Required work — All entries must be set down once more, precisely as given.

(Saved data entries)
· · · · · · ·

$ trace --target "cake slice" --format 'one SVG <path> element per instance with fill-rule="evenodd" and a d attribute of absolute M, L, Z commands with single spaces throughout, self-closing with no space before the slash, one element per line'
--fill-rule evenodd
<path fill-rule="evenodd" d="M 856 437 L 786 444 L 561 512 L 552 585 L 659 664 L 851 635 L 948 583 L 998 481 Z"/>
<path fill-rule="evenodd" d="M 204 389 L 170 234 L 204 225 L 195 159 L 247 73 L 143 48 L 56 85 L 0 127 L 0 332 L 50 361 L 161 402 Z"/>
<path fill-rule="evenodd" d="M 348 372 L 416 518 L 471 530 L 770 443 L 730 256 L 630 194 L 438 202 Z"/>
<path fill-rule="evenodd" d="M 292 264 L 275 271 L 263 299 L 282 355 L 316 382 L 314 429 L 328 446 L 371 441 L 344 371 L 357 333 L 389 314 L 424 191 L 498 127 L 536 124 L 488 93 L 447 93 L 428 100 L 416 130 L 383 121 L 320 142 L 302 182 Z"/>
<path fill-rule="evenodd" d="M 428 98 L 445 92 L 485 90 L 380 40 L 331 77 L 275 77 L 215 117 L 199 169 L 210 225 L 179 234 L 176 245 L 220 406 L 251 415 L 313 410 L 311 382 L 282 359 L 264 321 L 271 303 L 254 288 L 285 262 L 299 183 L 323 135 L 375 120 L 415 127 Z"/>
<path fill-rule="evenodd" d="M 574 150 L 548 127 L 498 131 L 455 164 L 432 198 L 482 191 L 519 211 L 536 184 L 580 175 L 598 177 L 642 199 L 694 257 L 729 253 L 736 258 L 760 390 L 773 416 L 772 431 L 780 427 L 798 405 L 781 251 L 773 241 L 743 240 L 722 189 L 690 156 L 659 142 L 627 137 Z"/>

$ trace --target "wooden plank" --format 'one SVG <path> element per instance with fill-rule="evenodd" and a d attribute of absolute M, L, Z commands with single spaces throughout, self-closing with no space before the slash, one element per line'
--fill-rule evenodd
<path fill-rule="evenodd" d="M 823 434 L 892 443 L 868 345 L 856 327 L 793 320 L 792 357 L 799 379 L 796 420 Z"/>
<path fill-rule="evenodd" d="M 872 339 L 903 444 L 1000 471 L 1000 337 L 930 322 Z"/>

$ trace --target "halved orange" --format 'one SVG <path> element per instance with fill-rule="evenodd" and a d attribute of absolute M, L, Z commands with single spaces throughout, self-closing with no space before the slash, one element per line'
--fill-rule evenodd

· · · · · · ·

Answer —
$ trace --target "cake slice" --format 'one SVG <path> element per instance with fill-rule="evenodd" and a d attribute of absolute M, L, Z commands with single spaces throughout, self-closing with no space before the slash, one element per line'
--fill-rule evenodd
<path fill-rule="evenodd" d="M 856 437 L 786 444 L 561 512 L 552 585 L 659 664 L 851 635 L 948 583 L 998 481 Z"/>
<path fill-rule="evenodd" d="M 204 389 L 170 234 L 204 225 L 195 159 L 247 73 L 143 48 L 56 85 L 0 127 L 0 332 L 50 361 L 161 402 Z"/>
<path fill-rule="evenodd" d="M 348 372 L 416 518 L 471 530 L 770 443 L 730 256 L 630 194 L 438 202 Z"/>
<path fill-rule="evenodd" d="M 292 264 L 275 271 L 263 299 L 282 355 L 316 382 L 314 429 L 328 446 L 371 441 L 344 371 L 357 333 L 389 314 L 424 191 L 498 127 L 536 124 L 488 93 L 447 93 L 428 100 L 416 130 L 383 121 L 320 142 L 302 182 Z"/>
<path fill-rule="evenodd" d="M 428 98 L 445 92 L 485 90 L 380 40 L 331 77 L 275 77 L 215 117 L 199 169 L 210 225 L 179 234 L 176 245 L 220 406 L 251 415 L 313 410 L 311 382 L 282 359 L 264 321 L 271 303 L 254 288 L 285 262 L 299 183 L 323 135 L 375 120 L 415 127 Z"/>
<path fill-rule="evenodd" d="M 574 150 L 548 127 L 498 131 L 455 164 L 432 198 L 482 191 L 519 211 L 536 184 L 580 175 L 598 177 L 642 199 L 694 257 L 729 253 L 736 258 L 760 390 L 773 416 L 772 431 L 780 427 L 798 405 L 781 251 L 773 241 L 743 240 L 722 189 L 690 156 L 659 142 L 627 137 Z"/>

$ trace --target "wooden plank" --format 'one SVG <path> element per instance with fill-rule="evenodd" and a d attribute of absolute M, L, Z commands with single spaces throughout, self-closing with no space before the slash, one element per line'
--fill-rule evenodd
<path fill-rule="evenodd" d="M 823 434 L 892 443 L 868 345 L 856 327 L 793 320 L 792 357 L 799 379 L 796 420 Z"/>
<path fill-rule="evenodd" d="M 872 339 L 903 444 L 1000 471 L 1000 337 L 930 322 Z"/>

$ trace --target "halved orange" --format 'one SVG <path> element per instance with fill-rule="evenodd" and a d attribute of absolute M, L, Z commands with single spaces throughout, self-closing with no space before the slash, one element per line'
--fill-rule evenodd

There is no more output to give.